* SET EXERCISE A
Answer these from the photography excerpt below:
(i) How far from where the Fruitvale Rail Bridge photo was taken does the writer live and work?
(ii) What did the writer want for breakfast that morning?
(iii) Where had the writer strolled before seeing the Death Valley view?

* TEXT PASSAGE
You'll see this shot again in a very different context later
.
The Indecisive Moment

(Oakland, 2007. Image copyright Hamish Reid).
Fruitvale Rail Bridge from Park Street Bridge, Oakland Estuary, Summer 2007, during the fires. I can't believe I almost didn't bother taking this shot. I live and work (and have my studio) maybe half a mile from where it was taken, and I was walking across the Park Street bridge into Alameda to get some breakfast when I saw it. For several days the light had had an eerie copper tinge due to the brush fires running wild in some of the hills and mountains surrounding the Bay, and that morning
everything was reduced to this beautiful near-monochrome (and everything smelled of smoke).
The Fruitvale Rail Bridge just stands there semi-abandoned, always open, but still a workaday structure next to the smaller (and very much alive) Fruitvale road bridge (like the Park Street Bridge a drawbridge). The smooth morning water really made this view work that day, allowing for the bridge reflection as well as the the overall tone. A great sight.
But, unusually for me, I didn't have my camera with me, and I decided I just couldn't be bothered to go back and get it (translation: I'm not really much of a photographer a lot of the time). I was hungry and tired. But by the time I'd walked across the Park Street bridge into Alameda, I felt really guilty about just walking on by a sight like this. So I turned around and started back across the bridge to pick up my camera. About ten metres onto the bridge I had another change of heart, thought (again) that I really just didn't want to walk back to get the camera (I just wanted a bagel and some coffee, dammit), and headed back into Alameda. You know the rest: a few seconds later, once again, I turned back, trudged home, picked up the camera, and spent an hour or so taking photos all around
my neighbourhood in the strange alluring light. This was one of the best. It's entirely unmanipulated beyond flattening the contrast a little.
Lily, Revisited

(Oakland, 2007. Image copyright Hamish Reid).
I can't leave images alone.
The original still inhabits my mental landscape, often enough while I inhabit those other landscapes around my studio, places like the old brick building on Ford Street in the image above. It's what Photoshop's for.
Death Valley

(California, 2007. Image copyright Hamish Reid. Click on image above for larger version).
I don't usually do serious landscapes in Death Valley I'm there a fair bit, but other photographers do a much better job than I do. And I don't really have an eye for the scenic that people like
Mostly Landscape's Tony and Pam Bamford do (yes, they're friends of mine, we've done a trip or two together, and I'm always bowled over by just how damn good their prints and images are in real life). But every now and then I can't help it, and somehow I see a scene that's both scenic and has at least some of the elements of my obsessions in it.
In this case it was after a stroll up Golden Canyon, late morning, not yet particularly hot, and as always, it wasn't so much the scenery that attracted me, as the geometry and textures. For me this view would be nothing without that road cutting through it; but for most people it's that road that spoils the real-life scene.
And, as always, for me there's evocation of the heat, the dryness, and the slight breeze (and the later desert wind in the afternoon) and the noise of the passing cars every now and then, and the sheer stillness of the approaching midday
.
Sky Blues

(Oakland, 2007. Image copyright Hamish Reid; click on image above for larger version).
Sometimes the endless blue Californian skies can feel a little creepy or oppressive, and I just turn them grey in my mind, or more prosaically, with Photoshop. Dramatic, no? It's a pity it's not
real (whatever that means it's real enough to me, more real than the seamless skies of the California Dream some of the time. And that factory's real enough another looming icon in
my neighbourhood).

* DATA FOR PROCESSING
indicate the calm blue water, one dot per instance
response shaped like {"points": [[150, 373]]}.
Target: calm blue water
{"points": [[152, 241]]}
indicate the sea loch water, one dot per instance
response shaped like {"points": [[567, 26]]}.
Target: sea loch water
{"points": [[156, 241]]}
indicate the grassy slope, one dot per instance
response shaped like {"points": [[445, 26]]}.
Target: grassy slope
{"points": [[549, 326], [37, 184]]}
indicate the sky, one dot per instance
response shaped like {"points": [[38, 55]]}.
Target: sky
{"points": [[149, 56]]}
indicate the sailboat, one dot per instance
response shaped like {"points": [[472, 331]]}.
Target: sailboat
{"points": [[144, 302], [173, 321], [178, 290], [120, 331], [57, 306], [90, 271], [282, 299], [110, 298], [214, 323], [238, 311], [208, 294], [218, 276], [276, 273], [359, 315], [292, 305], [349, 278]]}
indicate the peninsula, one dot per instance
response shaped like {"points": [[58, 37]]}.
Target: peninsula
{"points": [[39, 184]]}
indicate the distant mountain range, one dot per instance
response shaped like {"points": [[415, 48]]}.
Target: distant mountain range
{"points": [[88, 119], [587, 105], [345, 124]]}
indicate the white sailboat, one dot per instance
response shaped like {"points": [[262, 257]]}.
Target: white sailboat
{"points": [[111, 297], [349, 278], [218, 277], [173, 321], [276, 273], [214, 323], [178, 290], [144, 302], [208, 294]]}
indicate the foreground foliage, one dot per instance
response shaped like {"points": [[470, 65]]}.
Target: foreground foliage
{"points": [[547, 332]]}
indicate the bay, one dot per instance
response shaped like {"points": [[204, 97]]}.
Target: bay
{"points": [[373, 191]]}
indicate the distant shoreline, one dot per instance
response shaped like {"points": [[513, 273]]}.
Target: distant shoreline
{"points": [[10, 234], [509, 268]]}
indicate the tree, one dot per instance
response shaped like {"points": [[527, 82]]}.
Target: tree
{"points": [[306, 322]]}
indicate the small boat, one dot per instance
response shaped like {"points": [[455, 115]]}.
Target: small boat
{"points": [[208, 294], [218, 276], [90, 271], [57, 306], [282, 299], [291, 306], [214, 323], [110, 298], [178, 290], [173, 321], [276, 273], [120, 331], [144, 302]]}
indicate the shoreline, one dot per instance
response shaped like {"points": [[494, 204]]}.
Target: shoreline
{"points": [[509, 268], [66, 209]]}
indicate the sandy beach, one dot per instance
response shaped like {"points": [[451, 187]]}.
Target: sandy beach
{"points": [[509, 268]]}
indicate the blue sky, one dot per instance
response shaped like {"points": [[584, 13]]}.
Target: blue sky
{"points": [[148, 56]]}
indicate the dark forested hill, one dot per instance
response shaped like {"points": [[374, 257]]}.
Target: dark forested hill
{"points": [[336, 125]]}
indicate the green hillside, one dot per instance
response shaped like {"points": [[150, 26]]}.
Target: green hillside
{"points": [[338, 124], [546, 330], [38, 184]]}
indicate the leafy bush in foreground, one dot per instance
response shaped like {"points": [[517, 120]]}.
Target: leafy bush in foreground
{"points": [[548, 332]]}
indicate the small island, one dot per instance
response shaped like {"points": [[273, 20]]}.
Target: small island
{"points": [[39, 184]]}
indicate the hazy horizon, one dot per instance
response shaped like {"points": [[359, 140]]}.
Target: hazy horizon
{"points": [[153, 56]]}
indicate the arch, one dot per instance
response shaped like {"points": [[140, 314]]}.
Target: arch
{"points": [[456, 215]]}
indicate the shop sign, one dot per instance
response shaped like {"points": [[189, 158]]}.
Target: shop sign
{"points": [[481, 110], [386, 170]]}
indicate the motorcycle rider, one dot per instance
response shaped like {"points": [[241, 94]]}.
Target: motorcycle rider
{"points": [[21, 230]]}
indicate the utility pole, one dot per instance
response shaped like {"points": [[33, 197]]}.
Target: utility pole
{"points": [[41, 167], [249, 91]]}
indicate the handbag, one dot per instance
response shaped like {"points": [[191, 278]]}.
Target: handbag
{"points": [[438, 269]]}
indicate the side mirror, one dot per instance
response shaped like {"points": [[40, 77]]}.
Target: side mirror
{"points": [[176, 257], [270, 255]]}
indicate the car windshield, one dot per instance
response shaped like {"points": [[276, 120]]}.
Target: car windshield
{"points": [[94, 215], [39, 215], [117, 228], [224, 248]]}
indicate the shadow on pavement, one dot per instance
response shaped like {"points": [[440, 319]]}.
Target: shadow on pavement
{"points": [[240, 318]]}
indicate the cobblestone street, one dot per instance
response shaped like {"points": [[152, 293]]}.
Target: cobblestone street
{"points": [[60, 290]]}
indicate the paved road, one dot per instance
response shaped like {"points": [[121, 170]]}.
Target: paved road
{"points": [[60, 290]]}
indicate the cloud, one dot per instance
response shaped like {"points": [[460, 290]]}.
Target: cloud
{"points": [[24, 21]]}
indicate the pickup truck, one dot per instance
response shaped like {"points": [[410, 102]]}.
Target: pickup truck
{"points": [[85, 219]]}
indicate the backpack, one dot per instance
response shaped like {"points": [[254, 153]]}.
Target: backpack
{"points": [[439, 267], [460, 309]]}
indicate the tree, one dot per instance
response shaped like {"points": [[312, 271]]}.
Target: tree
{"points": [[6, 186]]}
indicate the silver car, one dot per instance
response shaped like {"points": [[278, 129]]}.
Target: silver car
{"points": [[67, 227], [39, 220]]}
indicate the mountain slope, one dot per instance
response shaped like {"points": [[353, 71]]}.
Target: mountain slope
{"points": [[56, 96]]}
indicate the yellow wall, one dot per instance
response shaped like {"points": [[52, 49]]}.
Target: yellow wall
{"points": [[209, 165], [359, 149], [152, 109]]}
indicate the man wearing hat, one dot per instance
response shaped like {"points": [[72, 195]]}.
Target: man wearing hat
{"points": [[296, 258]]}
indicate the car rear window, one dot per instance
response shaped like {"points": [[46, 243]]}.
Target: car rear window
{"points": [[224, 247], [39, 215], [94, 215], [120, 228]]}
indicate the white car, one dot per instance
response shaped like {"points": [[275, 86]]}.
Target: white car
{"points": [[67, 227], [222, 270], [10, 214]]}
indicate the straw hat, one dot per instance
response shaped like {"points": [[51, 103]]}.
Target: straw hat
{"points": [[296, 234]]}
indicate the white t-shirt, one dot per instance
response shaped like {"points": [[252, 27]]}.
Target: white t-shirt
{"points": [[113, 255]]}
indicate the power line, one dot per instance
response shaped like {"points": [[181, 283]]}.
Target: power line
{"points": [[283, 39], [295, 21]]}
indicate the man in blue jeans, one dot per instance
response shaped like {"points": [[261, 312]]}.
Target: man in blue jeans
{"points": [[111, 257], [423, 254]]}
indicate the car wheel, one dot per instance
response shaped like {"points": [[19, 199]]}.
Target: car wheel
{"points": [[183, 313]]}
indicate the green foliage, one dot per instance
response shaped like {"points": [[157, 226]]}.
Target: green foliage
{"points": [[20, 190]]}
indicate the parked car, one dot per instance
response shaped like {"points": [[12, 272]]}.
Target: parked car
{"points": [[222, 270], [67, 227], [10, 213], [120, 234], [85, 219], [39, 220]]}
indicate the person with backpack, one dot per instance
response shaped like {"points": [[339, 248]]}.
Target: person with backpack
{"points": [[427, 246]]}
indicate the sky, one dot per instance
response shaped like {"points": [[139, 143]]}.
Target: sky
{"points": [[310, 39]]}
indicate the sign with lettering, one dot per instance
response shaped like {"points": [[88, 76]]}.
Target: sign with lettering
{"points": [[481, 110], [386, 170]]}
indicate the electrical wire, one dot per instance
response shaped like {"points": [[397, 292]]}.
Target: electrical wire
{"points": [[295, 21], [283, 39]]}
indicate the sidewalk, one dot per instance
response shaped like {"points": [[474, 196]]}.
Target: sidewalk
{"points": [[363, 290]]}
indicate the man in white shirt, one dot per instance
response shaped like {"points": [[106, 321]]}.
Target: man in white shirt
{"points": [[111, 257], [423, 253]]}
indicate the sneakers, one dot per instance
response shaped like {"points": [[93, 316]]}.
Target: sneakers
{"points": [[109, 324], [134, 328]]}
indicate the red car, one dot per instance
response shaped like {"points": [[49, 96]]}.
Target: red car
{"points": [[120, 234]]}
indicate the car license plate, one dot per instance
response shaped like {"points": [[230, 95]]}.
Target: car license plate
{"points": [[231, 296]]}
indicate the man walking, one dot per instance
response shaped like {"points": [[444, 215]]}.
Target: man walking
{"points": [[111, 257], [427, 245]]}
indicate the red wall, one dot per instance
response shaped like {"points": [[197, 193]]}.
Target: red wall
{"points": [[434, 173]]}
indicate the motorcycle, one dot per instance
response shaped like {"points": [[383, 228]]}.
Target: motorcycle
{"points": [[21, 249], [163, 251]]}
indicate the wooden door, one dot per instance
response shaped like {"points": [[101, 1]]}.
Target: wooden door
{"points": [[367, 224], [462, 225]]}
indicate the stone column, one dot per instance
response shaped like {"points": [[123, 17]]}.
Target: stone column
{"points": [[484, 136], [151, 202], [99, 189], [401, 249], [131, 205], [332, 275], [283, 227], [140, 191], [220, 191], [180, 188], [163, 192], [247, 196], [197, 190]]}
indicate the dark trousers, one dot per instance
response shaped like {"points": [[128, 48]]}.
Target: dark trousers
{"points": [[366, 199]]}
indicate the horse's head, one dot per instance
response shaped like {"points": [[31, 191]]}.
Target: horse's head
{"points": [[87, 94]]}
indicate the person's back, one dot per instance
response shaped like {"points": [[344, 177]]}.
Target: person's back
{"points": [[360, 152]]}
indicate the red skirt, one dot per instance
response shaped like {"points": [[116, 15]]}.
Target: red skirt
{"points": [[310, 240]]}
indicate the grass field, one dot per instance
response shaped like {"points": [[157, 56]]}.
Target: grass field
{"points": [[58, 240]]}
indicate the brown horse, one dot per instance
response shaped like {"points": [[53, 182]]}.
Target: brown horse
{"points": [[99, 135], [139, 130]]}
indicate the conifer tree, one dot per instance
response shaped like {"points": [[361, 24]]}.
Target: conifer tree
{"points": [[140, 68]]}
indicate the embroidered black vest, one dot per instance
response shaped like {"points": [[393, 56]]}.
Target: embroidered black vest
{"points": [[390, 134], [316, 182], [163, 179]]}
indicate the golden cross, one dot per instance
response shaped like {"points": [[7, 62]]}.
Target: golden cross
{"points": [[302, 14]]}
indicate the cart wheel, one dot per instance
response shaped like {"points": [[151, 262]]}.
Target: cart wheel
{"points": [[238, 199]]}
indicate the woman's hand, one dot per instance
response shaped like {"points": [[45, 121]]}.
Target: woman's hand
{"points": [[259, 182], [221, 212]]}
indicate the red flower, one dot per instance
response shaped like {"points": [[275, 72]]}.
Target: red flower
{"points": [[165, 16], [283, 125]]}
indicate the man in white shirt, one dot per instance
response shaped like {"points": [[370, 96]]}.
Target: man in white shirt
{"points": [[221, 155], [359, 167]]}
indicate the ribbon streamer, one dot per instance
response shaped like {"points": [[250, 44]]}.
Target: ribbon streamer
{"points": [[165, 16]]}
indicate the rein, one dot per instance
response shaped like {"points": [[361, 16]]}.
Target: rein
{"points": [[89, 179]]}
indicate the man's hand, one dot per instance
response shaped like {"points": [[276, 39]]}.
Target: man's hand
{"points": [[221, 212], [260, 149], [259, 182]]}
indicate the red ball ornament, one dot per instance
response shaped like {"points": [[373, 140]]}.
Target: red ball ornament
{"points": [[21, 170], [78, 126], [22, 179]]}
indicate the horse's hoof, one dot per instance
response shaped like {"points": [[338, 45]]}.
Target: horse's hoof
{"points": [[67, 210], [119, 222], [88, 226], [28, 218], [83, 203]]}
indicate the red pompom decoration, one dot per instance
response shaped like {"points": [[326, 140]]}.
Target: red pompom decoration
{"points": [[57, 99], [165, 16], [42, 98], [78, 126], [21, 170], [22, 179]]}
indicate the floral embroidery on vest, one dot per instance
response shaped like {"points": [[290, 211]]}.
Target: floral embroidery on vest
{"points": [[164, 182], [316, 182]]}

* SET EXERCISE B
Can you format the stretch of entries above, from the line that contains "indicate the floral" through the end of the entries, as a Markdown table with the columns Row and Line, leaving out blank lines?

* EXERCISE RESULT A
(i) Maybe half a mile.
(ii) A bagel and some coffee.
(iii) Up Golden Canyon.

* EXERCISE RESULT B
| Row | Line |
|---|---|
| 1 | indicate the floral embroidery on vest, one dot per instance |
| 2 | response shaped like {"points": [[290, 211]]}. |
| 3 | Target: floral embroidery on vest |
| 4 | {"points": [[164, 182], [316, 182]]} |